Bounding box annotation entries:
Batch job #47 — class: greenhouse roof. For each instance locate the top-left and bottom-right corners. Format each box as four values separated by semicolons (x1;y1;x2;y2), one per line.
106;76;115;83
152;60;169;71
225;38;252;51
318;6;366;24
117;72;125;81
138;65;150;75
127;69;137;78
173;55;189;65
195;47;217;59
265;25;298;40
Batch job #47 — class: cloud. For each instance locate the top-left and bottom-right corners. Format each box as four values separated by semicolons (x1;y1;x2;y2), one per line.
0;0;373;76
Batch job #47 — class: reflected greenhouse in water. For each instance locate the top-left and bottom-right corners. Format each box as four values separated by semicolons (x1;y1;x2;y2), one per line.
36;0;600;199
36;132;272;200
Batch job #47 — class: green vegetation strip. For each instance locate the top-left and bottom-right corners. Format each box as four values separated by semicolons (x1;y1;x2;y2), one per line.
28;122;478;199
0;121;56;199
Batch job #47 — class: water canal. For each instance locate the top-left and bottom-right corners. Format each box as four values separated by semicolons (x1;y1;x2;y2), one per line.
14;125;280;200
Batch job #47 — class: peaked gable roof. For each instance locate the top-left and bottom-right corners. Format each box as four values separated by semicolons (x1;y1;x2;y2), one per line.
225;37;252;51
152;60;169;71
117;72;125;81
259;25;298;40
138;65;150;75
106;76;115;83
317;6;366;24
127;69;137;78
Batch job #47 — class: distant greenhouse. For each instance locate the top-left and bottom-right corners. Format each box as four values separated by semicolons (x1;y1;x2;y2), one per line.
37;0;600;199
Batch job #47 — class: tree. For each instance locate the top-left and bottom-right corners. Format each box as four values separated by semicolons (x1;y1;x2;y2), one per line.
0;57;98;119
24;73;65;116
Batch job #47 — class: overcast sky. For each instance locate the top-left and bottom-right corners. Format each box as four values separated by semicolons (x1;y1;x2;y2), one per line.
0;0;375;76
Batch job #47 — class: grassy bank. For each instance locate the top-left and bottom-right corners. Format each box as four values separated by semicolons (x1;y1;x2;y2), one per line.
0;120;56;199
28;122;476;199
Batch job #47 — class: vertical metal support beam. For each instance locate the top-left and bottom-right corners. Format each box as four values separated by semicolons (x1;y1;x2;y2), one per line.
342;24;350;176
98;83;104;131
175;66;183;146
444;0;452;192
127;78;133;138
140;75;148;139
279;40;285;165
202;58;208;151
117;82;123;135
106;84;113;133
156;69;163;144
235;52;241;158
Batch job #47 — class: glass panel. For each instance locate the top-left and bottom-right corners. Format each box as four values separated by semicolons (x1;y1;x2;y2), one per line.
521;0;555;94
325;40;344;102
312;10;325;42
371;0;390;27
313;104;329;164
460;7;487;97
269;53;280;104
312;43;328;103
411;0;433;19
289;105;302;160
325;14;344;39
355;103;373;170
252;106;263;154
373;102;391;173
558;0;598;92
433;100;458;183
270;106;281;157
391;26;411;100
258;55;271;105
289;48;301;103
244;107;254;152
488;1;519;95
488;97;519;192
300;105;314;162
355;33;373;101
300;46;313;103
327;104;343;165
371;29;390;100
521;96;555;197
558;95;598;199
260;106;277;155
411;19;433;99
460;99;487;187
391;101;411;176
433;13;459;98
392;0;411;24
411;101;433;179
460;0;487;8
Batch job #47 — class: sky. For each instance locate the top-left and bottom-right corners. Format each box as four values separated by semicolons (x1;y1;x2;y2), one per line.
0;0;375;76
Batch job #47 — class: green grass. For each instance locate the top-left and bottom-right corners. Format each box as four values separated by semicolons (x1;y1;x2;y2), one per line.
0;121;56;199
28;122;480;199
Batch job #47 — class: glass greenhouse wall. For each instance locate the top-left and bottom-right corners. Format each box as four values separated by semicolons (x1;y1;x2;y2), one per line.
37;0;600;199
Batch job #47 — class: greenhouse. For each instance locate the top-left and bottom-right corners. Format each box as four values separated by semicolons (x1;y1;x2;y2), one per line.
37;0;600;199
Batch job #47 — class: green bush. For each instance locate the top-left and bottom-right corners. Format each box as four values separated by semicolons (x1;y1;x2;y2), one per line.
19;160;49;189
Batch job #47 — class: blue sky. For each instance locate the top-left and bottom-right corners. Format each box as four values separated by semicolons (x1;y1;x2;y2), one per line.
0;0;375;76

● **WHAT YOU ARE ASKED TO DO**
Could you put every line of the rows above into a Markdown table with the columns No. and Line, numbering the lines in order and leaving out any blank ones?

● **TASK ANSWER**
| No. | Line |
|---|---|
| 1 | Batch job #47 — class: greenhouse roof. For each instance locate the top-left and bottom-right corners. Format each box as four values separated by semicolons (x1;y1;x2;y2), one per line. |
| 2 | 106;76;115;83 |
| 3 | 152;60;169;71 |
| 4 | 225;38;252;51 |
| 5 | 318;6;366;24 |
| 6 | 117;72;125;81 |
| 7 | 138;65;150;75 |
| 8 | 127;69;137;78 |
| 9 | 173;55;189;65 |
| 10 | 195;47;217;59 |
| 11 | 265;25;298;40 |
| 12 | Batch job #47 — class: cloud. For each instance locate the top-left and bottom-right corners. Format each box as four values separated by semicolons (x1;y1;x2;y2), one per line. |
| 13 | 0;0;373;76 |
| 14 | Batch job #47 — class: reflected greenhouse in water. For each instance locate the top-left and bottom-right corners. Format each box as four values separated by semicolons (x1;y1;x2;y2), one per line. |
| 15 | 36;0;600;199 |
| 16 | 36;132;272;200 |
| 17 | Batch job #47 — class: green vegetation strip. For each instance locate the top-left and bottom-right corners. Format each box as four values separated by semicolons (x1;y1;x2;y2), one per line. |
| 18 | 28;122;478;199 |
| 19 | 0;121;56;199 |
| 20 | Batch job #47 — class: water canal. For each instance locate the top-left and bottom-right corners. Format each box as four values separated by semicolons (x1;y1;x2;y2), one per line. |
| 21 | 14;125;280;200 |
| 22 | Batch job #47 — class: peaked gable roof. For each instance locate the top-left and bottom-right corners. Format each box as four values separated by semicolons (x1;y1;x2;y2), one per line. |
| 23 | 225;37;252;51 |
| 24 | 152;60;169;71 |
| 25 | 117;72;125;81 |
| 26 | 259;25;298;40 |
| 27 | 138;65;150;75 |
| 28 | 106;76;115;83 |
| 29 | 317;6;366;24 |
| 30 | 127;69;137;78 |
| 31 | Batch job #47 — class: distant greenhouse. For each instance locate the top-left and bottom-right corners. Format each box as four values separated by semicolons (x1;y1;x2;y2), one per line. |
| 32 | 37;0;600;199 |
| 33 | Batch job #47 — class: tree. For each instance locate the top-left and bottom-right corners. Format each box as four values separated by semicolons (x1;y1;x2;y2), one per line. |
| 34 | 0;57;98;119 |
| 35 | 24;73;65;116 |
| 36 | Batch job #47 — class: overcast sky. For each instance locate the top-left and bottom-right corners. Format each box as four values separated by semicolons (x1;y1;x2;y2), one per line. |
| 37 | 0;0;375;76 |
| 38 | Batch job #47 — class: grassy bank. For each instance locate the top-left and bottom-right corners. Format each box as four values separated by semicolons (x1;y1;x2;y2), one per line. |
| 39 | 0;120;56;199 |
| 40 | 28;122;476;199 |
| 41 | Batch job #47 — class: vertical metal support beam. For each instance locate the top-left and bottom-right corners. Format each box as four values separated by semicolons (x1;y1;x2;y2), one per line. |
| 42 | 342;24;350;176 |
| 43 | 98;83;104;131 |
| 44 | 175;66;183;146 |
| 45 | 444;0;452;192 |
| 46 | 127;78;133;138 |
| 47 | 140;75;148;139 |
| 48 | 279;40;285;165 |
| 49 | 202;58;208;151 |
| 50 | 117;82;123;135 |
| 51 | 106;84;113;133 |
| 52 | 156;69;163;144 |
| 53 | 235;52;241;158 |
| 54 | Batch job #47 — class: glass panel. For each instance locate the top-left and bottom-right corners. Format each box as four values separated by semicolons (x1;y1;x2;y2), one per line. |
| 55 | 521;0;555;94 |
| 56 | 325;40;344;102 |
| 57 | 312;10;325;42 |
| 58 | 371;0;390;27 |
| 59 | 313;104;329;164 |
| 60 | 460;7;487;97 |
| 61 | 269;53;280;104 |
| 62 | 312;43;328;103 |
| 63 | 411;0;433;19 |
| 64 | 289;105;302;160 |
| 65 | 325;14;344;39 |
| 66 | 355;103;373;170 |
| 67 | 252;106;263;154 |
| 68 | 373;102;391;173 |
| 69 | 558;0;598;92 |
| 70 | 433;100;458;183 |
| 71 | 270;106;281;157 |
| 72 | 391;26;411;100 |
| 73 | 258;55;271;105 |
| 74 | 289;48;301;103 |
| 75 | 244;107;254;152 |
| 76 | 488;1;519;95 |
| 77 | 488;97;519;192 |
| 78 | 300;105;314;162 |
| 79 | 355;33;373;101 |
| 80 | 300;46;313;103 |
| 81 | 327;104;343;165 |
| 82 | 371;29;390;100 |
| 83 | 521;96;555;197 |
| 84 | 558;95;598;199 |
| 85 | 260;106;277;155 |
| 86 | 411;19;433;99 |
| 87 | 460;99;487;187 |
| 88 | 391;101;411;176 |
| 89 | 433;13;459;98 |
| 90 | 392;0;411;24 |
| 91 | 411;101;433;179 |
| 92 | 460;0;487;8 |
| 93 | Batch job #47 — class: sky. For each instance locate the top-left and bottom-right corners. Format each box as four values separated by semicolons (x1;y1;x2;y2), one per line. |
| 94 | 0;0;375;76 |
| 95 | Batch job #47 — class: green grass. For each instance locate the top-left and bottom-right corners. Format each box as four values separated by semicolons (x1;y1;x2;y2), one per line. |
| 96 | 0;121;56;199 |
| 97 | 28;122;480;199 |
| 98 | Batch job #47 — class: glass greenhouse wall. For each instance locate the top-left and bottom-right corners. Format each box as four values separated by semicolons (x1;y1;x2;y2), one per line. |
| 99 | 37;0;600;199 |
| 100 | Batch job #47 — class: greenhouse. For each instance locate the top-left and bottom-right corners. Format each box as four values separated by semicolons (x1;y1;x2;y2), one per line. |
| 101 | 37;0;600;199 |
| 102 | Batch job #47 — class: green bush. For each instance locate the top-left and bottom-right corners. Format each box as four values separated by semicolons (x1;y1;x2;y2), one per line. |
| 103 | 19;160;49;189 |
| 104 | Batch job #47 — class: blue sky. For each instance locate the top-left and bottom-right corners. Format each box as four values separated by semicolons (x1;y1;x2;y2), one per line. |
| 105 | 0;0;375;76 |